Der Schweizer Bundesrat steuert im Kampf gegen Corona um: Der Einzelhandel schließt, Arbeitnehmer müssen ins Homeoffice. Grund ist die Virusvariante aus Großbritannien.

Die Schweiz geht wegen der Virusmutation in einen neuerlichen Lockdown. Foto: dpa
Die Schweiz geht wegen der Virusmutation in einen neuerlichen Lockdown. Foto: dpa

Der Schweizer Bundesrat verschärft die Maßnahmen im Kampf gegen die Ausbreitungen des Coronavirus deutlich: Ab Montag muss der Einzelhandel bis Ende Februar schließen. Bars und Restaurants bleiben ebenfalls bis Ende Februar zu, wie der Schweizer Bundesrat am Mittwoch bekanntgab. Zudem müssen Unternehmen wenn möglich ihre Mitarbeiter ins Homeoffice schicken. Im privaten Bereich und in der Öffentlichkeit dürfen sich maximal fünf Personen treffen. Skigebiete bleiben jedoch offen.

========================================

# AUFGABEN
1. Aktualisiere den Textauszug über die Schweizer Corona-Maßnahmen: Gib den Abschnitt von "Der Schweizer Bundesrat verschärft" bis "bleiben jedoch offen." wieder und ersetze dabei "Ende Februar" durch "Mitte März".
2. Nenne alle Einrichtungen, die laut dem Textauszug schließen müssen oder geschlossen bleiben.
3. Wie viele Personen dürfen sich laut dem Textauszug höchstens treffen?
Die Datensätze werden für die Bearbeitung nicht benötigt.

# DATENTEIL
========================================

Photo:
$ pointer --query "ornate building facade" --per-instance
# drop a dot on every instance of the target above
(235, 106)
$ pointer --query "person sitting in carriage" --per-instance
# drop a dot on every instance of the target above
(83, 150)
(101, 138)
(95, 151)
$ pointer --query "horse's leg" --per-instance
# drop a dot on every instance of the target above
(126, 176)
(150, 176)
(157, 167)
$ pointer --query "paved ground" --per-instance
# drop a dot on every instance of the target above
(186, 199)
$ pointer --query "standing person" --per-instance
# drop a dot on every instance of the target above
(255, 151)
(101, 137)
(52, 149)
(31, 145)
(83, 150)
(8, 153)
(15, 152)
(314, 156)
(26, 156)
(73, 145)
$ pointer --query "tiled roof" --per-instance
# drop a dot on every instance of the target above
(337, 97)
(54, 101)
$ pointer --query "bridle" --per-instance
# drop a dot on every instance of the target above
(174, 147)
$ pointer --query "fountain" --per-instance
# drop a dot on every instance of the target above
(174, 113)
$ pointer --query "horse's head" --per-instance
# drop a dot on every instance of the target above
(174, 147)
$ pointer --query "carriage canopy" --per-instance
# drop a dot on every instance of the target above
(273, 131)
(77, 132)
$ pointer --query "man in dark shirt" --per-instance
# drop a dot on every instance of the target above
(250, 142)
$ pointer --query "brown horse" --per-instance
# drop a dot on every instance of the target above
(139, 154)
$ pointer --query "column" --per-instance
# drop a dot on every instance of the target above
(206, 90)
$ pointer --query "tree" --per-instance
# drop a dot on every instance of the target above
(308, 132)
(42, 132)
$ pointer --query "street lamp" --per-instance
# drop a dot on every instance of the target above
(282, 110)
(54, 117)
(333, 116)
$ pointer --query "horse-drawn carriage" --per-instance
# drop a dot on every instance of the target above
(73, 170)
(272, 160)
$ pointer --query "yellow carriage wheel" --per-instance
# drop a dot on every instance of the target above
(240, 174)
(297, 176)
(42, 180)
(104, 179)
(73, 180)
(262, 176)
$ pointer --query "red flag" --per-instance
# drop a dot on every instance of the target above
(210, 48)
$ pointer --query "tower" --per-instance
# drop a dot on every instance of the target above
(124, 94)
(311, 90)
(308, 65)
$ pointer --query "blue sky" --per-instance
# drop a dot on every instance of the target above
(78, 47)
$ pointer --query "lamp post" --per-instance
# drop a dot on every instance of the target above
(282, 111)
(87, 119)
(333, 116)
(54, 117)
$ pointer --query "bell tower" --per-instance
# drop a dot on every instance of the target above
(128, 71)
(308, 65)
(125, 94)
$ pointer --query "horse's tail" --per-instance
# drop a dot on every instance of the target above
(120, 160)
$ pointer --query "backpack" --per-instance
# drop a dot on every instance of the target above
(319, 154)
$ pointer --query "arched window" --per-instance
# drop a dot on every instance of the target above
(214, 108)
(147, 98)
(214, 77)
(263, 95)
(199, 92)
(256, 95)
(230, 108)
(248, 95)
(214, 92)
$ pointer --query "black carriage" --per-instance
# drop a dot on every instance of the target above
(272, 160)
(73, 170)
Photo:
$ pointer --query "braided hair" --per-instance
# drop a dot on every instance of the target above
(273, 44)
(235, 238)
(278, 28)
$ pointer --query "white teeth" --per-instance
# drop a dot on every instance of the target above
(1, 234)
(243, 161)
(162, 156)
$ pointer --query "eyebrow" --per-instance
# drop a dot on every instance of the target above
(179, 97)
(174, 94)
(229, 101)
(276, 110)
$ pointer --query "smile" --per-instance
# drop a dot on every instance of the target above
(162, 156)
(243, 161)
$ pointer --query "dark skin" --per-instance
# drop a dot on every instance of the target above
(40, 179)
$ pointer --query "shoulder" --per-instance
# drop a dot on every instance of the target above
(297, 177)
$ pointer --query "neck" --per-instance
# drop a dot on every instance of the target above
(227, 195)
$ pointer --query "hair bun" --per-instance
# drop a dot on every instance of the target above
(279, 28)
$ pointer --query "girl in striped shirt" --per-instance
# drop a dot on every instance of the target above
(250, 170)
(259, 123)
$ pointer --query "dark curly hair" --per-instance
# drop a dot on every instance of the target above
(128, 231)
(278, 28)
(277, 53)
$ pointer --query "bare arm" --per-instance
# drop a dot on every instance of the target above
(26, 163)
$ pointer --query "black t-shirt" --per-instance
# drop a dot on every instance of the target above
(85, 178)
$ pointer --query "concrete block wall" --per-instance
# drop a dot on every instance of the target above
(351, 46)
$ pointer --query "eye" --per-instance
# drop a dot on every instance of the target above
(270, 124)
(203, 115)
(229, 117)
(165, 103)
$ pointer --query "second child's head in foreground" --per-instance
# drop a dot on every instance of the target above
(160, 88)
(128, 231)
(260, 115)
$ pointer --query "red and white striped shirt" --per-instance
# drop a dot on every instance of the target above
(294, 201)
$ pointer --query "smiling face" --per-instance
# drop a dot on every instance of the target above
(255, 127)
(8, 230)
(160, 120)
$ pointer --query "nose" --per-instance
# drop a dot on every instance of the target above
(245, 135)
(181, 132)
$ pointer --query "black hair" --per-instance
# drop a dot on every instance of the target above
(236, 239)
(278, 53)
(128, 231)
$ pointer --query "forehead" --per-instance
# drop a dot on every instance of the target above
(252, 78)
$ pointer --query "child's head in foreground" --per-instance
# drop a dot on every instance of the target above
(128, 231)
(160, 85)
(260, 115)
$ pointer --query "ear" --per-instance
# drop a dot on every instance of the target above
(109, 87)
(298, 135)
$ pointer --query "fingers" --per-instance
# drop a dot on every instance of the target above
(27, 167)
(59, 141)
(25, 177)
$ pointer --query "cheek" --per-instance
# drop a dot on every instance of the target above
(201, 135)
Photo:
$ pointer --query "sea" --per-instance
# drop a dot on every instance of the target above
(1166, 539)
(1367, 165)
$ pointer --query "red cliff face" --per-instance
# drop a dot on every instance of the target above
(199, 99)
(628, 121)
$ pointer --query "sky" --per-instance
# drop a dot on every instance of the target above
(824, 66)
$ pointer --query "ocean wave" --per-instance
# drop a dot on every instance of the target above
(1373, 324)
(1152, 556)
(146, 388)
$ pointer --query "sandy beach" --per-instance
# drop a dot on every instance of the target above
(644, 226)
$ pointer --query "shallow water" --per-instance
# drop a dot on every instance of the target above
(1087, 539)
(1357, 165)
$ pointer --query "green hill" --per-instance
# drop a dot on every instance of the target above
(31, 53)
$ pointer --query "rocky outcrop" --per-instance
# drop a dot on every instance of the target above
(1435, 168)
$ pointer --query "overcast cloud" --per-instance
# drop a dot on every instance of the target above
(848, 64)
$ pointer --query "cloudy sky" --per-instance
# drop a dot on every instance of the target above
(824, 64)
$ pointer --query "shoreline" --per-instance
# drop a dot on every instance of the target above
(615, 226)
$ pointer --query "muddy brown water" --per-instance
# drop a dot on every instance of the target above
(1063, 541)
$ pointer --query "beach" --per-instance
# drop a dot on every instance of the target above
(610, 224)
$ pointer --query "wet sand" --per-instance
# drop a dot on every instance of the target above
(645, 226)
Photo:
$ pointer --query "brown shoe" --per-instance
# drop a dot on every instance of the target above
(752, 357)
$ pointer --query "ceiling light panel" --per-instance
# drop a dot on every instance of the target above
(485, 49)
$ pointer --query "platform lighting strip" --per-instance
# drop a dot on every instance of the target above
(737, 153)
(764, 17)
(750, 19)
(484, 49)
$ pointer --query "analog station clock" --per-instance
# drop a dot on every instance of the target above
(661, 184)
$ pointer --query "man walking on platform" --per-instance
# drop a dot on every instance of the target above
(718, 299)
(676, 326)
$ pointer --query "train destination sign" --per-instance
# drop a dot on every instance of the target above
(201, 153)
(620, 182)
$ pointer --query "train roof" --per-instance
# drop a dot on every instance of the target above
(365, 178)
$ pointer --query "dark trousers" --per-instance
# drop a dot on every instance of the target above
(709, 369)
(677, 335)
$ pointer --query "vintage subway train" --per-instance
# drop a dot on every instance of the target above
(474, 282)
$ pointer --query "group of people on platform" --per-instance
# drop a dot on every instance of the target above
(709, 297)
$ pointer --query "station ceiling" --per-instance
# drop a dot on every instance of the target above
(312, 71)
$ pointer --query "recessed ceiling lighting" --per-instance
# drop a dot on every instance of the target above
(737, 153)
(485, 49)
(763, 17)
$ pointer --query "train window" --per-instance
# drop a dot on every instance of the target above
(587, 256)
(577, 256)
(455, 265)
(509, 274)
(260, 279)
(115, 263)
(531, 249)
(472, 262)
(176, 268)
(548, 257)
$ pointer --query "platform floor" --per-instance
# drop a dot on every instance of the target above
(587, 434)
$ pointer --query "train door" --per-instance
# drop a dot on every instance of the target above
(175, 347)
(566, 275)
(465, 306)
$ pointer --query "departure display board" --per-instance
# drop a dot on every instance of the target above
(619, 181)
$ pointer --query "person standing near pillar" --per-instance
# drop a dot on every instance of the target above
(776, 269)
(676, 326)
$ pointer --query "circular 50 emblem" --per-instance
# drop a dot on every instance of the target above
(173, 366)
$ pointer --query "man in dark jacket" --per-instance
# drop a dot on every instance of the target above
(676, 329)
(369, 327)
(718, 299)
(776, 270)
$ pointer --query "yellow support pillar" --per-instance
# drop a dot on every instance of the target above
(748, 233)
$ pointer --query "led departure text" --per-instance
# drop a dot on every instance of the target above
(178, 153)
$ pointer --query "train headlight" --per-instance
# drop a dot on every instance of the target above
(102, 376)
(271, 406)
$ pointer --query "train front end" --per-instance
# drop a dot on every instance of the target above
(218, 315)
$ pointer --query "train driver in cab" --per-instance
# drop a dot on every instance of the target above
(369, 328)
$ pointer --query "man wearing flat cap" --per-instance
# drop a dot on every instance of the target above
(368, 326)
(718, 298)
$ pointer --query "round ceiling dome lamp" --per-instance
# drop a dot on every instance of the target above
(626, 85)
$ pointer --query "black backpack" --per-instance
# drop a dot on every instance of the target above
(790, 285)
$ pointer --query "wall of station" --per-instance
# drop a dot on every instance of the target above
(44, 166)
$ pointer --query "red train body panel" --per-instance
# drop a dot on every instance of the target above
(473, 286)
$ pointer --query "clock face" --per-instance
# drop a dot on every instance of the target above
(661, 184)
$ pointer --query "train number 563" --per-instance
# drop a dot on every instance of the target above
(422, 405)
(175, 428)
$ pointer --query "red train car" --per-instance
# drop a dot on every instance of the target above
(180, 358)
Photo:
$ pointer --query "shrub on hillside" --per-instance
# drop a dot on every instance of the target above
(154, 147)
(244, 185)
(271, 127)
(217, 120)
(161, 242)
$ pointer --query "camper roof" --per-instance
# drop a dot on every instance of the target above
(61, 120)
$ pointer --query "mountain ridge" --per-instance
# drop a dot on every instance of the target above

========================================

# LÖSUNGEN
1.
Der Schweizer Bundesrat verschärft die Maßnahmen im Kampf gegen die Ausbreitungen des Coronavirus deutlich: Ab Montag muss der Einzelhandel bis Mitte März schließen. Bars und Restaurants bleiben ebenfalls bis Mitte März zu, wie der Schweizer Bundesrat am Mittwoch bekanntgab. Zudem müssen Unternehmen wenn möglich ihre Mitarbeiter ins Homeoffice schicken. Im privaten Bereich und in der Öffentlichkeit dürfen sich maximal fünf Personen treffen. Skigebiete bleiben jedoch offen.

2. Einzelhandel, Bars, Restaurants

3. Maximal fünf Personen.